• _Consignas_:
- 1) Responde con los datos de la reseña sobre Hotel Pelícano:
(a) ¿Qué obra de Gastón Bachelard se menciona?
(b) ¿En qué relato dice el narrador que un día brotó la vida?
(c) ¿Cómo se llama la doncella medieval que espera en el cuarto de la adolescencia?
- 2) Resume en pocas oraciones el párrafo de la reseña sobre Hotel Pelícano que empieza con "Si pensamos que imaginar es ausentarse" y conserva sus datos principales.
- 3) Reproduce el fragmento de la reseña sobre Hotel Pelícano que comienza en las palabras "Será preciso dilatar, para" y termina después de "un Valhalla pornográfico.".
---------- Fuente ----------
26.4.24

Las puertitas del Hotel Pelícano, por Gustavo Calandra

(Sobre Hotel Pelícano, de Agustín Caldaroni, El Fatalista, 2023)

 

I

 

Si pensamos que imaginar es ausentarse, es lanzarse a una vida nueva; y lo pensamos, porque adherimos a esa visión filosófica de Gastón Bachelard (La poética del espacio), y tocamos de oído, entonces podemos sumergirnos en la conciencia del creador. Escuchamos, tenuemente, un piano prostibulario en la lejana Nueva Orleans de Nell Kimball. O nos invade una sensación agradable de intimidad hogareña frente a la casona descuidada que nos recomendó un viejo. Un universo vivo.  Porque un día brotó la vida dice el narrador de “La casa de los Morgan”, la casa empezó a respirar, se pobló de ruidos, de siluetas de nenes que corrían jugando, de música.

La voz que narra los cuentos asume la problemática de cómo habitamos nuestro espacio vital, cómo nos enraizamos, día a día, en un rinconcito del mundo.

Puede pensarse la casa como un primer universo en la historia de una persona, un cosmos completo donde habitan nuestros seres protectores, un cosmos que alberga el ensueño y protege al soñador.

Pero la casa también puede producir agobio doméstico y, entonces, la necesidad de buscar una línea de fuga hacia un espacio fantástico, un hotel donde se trabaja en la arqueología de los recuerdos, por ejemplo.

En el relato “Hotel Pelícano” se propone una sectorización de vivencias, nada más cruzar el umbral de un pasillo mal iluminado.

Será preciso dilatar, para el protagonista, el momento antes de saltar al fuego y encontrarse con el cuarto de la adolescencia. Allí espera Kula, doncella medieval, mujer sin vagina, casi extraída del catálogo de fantasías sexuales infantiles de Freud. Su gran teta nutricia convida a un letargo delicioso.

Nos sacan de esa modorra unos aplausos que terminan siendo el cacheteo de la carne en una orgía. En la siguiente pieza nos aguarda un Valhalla pornográfico.

El regocijo de una evocación confortante. Una puerta puede ser la entrada a la gran concha, la vuelta al útero. Nada. Soledad. Silencio.
---------- Material recopilado ----------
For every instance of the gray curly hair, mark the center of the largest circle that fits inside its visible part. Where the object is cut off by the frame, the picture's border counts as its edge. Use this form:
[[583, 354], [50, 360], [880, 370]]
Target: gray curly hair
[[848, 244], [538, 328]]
----------
• _Respuestas_:
- 1)
(a) La poética del espacio.
(b) En "La casa de los Morgan".
(c) Kula.

- 2) Según la visión de Gastón Bachelard en La poética del espacio, imaginar es ausentarse y lanzarse a una vida nueva. Eso permite sumergirse en la conciencia del creador: se oye un piano prostibulario en la Nueva Orleans de Nell Kimball, o se siente intimidad hogareña ante una casona descuidada. En "La casa de los Morgan", el narrador cuenta que la casa empezó a respirar y se pobló de ruidos, de siluetas de nenes que jugaban y de música.

- 3)
Será preciso dilatar, para el protagonista, el momento antes de saltar al fuego y encontrarse con el cuarto de la adolescencia. Allí espera Kula, doncella medieval, mujer sin vagina, casi extraída del catálogo de fantasías sexuales infantiles de Freud. Su gran teta nutricia convida a un letargo delicioso.

Nos sacan de esa modorra unos aplausos que terminan siendo el cacheteo de la carne en una orgía. En la siguiente pieza nos aguarda un Valhalla pornográfico.